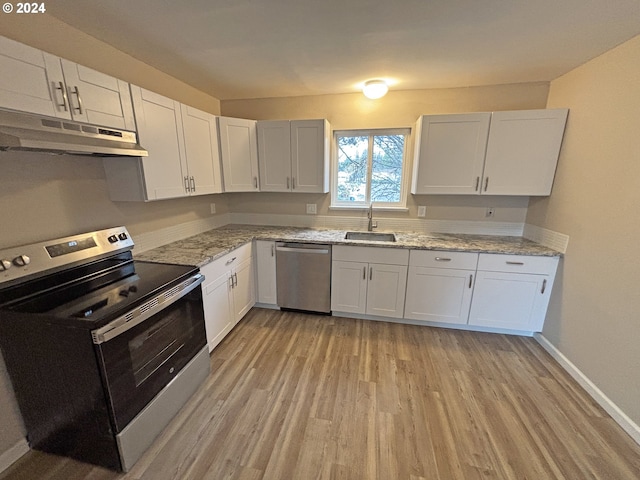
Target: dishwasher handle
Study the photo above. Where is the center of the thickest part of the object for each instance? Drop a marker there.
(303, 248)
(323, 251)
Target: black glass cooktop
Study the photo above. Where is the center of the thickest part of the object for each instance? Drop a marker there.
(98, 292)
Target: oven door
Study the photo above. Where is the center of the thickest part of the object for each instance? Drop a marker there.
(143, 350)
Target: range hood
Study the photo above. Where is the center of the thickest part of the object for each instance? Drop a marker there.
(24, 131)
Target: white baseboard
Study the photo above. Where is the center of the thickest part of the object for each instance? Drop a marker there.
(13, 454)
(598, 395)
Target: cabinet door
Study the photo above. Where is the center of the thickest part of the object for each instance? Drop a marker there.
(439, 294)
(266, 272)
(97, 98)
(160, 132)
(202, 153)
(274, 155)
(239, 151)
(310, 156)
(27, 85)
(386, 290)
(522, 152)
(349, 286)
(515, 301)
(218, 315)
(450, 151)
(244, 296)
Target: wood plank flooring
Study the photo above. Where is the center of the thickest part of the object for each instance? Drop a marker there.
(296, 396)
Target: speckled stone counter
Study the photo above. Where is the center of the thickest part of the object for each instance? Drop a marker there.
(206, 247)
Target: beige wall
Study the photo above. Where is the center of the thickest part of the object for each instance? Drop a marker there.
(51, 35)
(52, 196)
(594, 316)
(396, 109)
(45, 196)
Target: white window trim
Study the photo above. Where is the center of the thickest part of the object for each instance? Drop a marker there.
(406, 173)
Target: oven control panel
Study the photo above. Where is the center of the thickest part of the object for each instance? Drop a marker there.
(39, 258)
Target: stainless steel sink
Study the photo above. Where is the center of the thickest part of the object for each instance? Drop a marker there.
(371, 236)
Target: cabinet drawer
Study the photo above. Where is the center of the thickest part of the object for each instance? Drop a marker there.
(517, 263)
(227, 262)
(382, 255)
(442, 259)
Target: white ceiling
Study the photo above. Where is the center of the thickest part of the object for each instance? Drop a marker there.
(271, 48)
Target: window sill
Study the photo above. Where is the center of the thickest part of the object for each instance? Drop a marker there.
(366, 207)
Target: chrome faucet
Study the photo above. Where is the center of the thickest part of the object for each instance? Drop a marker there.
(372, 224)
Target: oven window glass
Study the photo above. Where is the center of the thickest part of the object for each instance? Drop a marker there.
(140, 362)
(155, 346)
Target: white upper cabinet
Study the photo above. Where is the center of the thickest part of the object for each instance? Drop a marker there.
(183, 153)
(499, 153)
(310, 156)
(294, 155)
(274, 155)
(202, 152)
(239, 154)
(160, 131)
(37, 82)
(522, 152)
(450, 151)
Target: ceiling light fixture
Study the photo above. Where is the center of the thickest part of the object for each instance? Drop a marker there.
(374, 89)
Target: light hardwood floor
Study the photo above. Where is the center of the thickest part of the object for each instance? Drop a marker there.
(296, 396)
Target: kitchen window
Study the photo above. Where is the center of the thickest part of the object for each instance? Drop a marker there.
(369, 166)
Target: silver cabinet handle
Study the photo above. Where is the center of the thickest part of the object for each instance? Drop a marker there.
(65, 100)
(76, 92)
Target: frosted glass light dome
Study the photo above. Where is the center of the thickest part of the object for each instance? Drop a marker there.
(374, 89)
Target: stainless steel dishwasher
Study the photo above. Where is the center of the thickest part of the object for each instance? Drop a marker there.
(303, 276)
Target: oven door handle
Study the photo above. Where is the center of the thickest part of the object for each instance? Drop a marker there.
(146, 310)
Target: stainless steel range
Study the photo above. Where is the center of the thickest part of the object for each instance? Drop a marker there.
(102, 350)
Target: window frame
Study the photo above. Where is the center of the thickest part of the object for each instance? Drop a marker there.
(404, 182)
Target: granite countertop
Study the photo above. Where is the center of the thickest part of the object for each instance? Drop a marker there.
(208, 246)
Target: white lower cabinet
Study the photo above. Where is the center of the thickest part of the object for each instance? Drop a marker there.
(440, 286)
(228, 292)
(266, 272)
(369, 280)
(512, 292)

--

### Requirements:
From the "Target: ceiling light fixture" line to the close of the listing, restate each line word for word.

### Answer:
Target: ceiling light fixture
Study the photo above. Where is the center of the thickest part of the object for each instance? Drop a marker there.
(374, 89)
Target: light hardwood floor
Study the photo above. Where is the center of the thickest part of the object for each instance? Drop a marker there.
(296, 396)
Target: kitchen window
Study the photo above. Where is the center of the thickest part of the object for each instance? Drop a marker there.
(369, 166)
Target: silver cabinet handle
Study the photo above. Where is the center of the thickest part of the object for each instance? Drop a marker there.
(65, 100)
(76, 92)
Target: frosted glass light dome
Study the photo above. Where is the center of the thickest part of the object for each instance? Drop a marker there.
(374, 89)
Target: stainless steel dishwasher
Study the photo above. Where is the center of the thickest part of the object for each instance? Drop a marker there.
(303, 276)
Target: oven door handle
Study the photo above. Where is the center of the thickest part of the object for each instance? Drop a marker there.
(146, 310)
Target: stainless steel range
Study the photo above. Where is the center of the thickest part of the object for each instance? Drop a marker there.
(102, 350)
Target: window frame
Study the photo above. Where is the center of the thickest part of the object for each instance? Drop a marker there.
(404, 182)
Target: granite countertop
Study the photo above. Where is the center of the thickest part of the object for each instance? Drop a marker there.
(208, 246)
Target: white lower cabinet
Study the photo above. Where is the center of the thickest part of the object for each instance? Drop a marker there.
(440, 286)
(228, 292)
(266, 272)
(369, 280)
(512, 292)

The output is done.